WORKING DATA:
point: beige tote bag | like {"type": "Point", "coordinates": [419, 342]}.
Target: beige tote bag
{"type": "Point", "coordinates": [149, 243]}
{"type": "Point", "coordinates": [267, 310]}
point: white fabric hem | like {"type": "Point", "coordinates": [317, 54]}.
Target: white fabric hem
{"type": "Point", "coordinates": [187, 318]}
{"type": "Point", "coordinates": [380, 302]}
--
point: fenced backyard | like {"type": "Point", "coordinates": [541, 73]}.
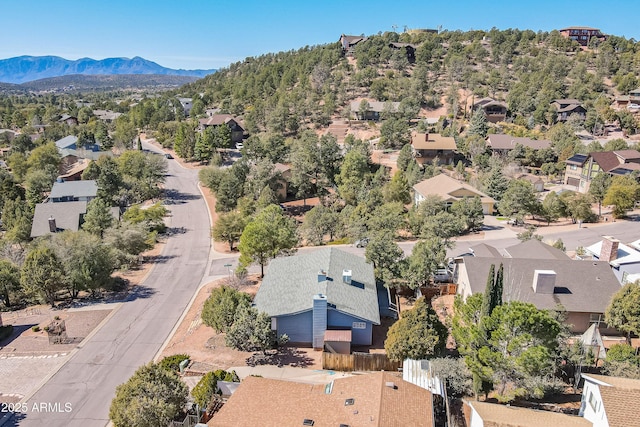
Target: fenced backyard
==
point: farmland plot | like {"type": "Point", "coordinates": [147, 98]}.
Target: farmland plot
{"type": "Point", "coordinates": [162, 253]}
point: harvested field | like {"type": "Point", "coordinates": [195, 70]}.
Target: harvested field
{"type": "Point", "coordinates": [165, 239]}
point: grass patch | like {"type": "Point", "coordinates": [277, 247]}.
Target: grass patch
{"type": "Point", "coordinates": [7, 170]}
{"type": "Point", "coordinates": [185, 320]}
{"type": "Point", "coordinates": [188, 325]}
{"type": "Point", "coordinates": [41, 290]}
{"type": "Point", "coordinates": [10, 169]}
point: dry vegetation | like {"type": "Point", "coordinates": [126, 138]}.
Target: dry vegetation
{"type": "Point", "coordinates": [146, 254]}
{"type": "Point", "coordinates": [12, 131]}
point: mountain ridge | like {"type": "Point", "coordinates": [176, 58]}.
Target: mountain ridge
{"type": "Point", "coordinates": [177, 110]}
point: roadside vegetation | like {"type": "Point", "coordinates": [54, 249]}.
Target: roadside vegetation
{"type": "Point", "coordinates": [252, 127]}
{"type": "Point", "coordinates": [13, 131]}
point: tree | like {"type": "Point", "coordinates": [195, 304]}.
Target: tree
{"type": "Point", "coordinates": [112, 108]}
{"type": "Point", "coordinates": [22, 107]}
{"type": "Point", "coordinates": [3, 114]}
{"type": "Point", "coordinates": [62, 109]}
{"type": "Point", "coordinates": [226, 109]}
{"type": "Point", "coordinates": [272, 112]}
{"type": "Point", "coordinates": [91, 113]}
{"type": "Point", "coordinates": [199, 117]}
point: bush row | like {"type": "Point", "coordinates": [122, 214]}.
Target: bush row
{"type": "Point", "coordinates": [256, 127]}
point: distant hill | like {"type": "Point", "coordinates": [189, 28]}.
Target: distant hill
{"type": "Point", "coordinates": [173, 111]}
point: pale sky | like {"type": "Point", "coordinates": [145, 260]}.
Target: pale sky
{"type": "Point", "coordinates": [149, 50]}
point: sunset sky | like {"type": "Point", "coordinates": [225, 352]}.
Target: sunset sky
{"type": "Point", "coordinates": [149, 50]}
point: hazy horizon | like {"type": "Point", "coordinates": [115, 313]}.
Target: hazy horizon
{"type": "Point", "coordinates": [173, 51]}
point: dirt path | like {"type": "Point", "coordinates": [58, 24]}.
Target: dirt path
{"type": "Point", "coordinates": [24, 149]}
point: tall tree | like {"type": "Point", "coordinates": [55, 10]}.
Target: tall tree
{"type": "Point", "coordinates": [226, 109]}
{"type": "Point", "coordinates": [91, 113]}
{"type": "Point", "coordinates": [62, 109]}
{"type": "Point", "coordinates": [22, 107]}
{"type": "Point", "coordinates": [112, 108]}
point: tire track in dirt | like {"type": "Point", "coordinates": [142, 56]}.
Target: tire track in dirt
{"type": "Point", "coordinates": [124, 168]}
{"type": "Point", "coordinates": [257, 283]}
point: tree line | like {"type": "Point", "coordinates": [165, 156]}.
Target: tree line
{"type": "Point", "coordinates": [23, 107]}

STATED GOAL: Return each line of the material that contains the string "tall", copied in full, with matching that is sensitive to case.

ANSWER TO THE TASK:
point: tall tree | like {"type": "Point", "coordinates": [55, 10]}.
Target: tall tree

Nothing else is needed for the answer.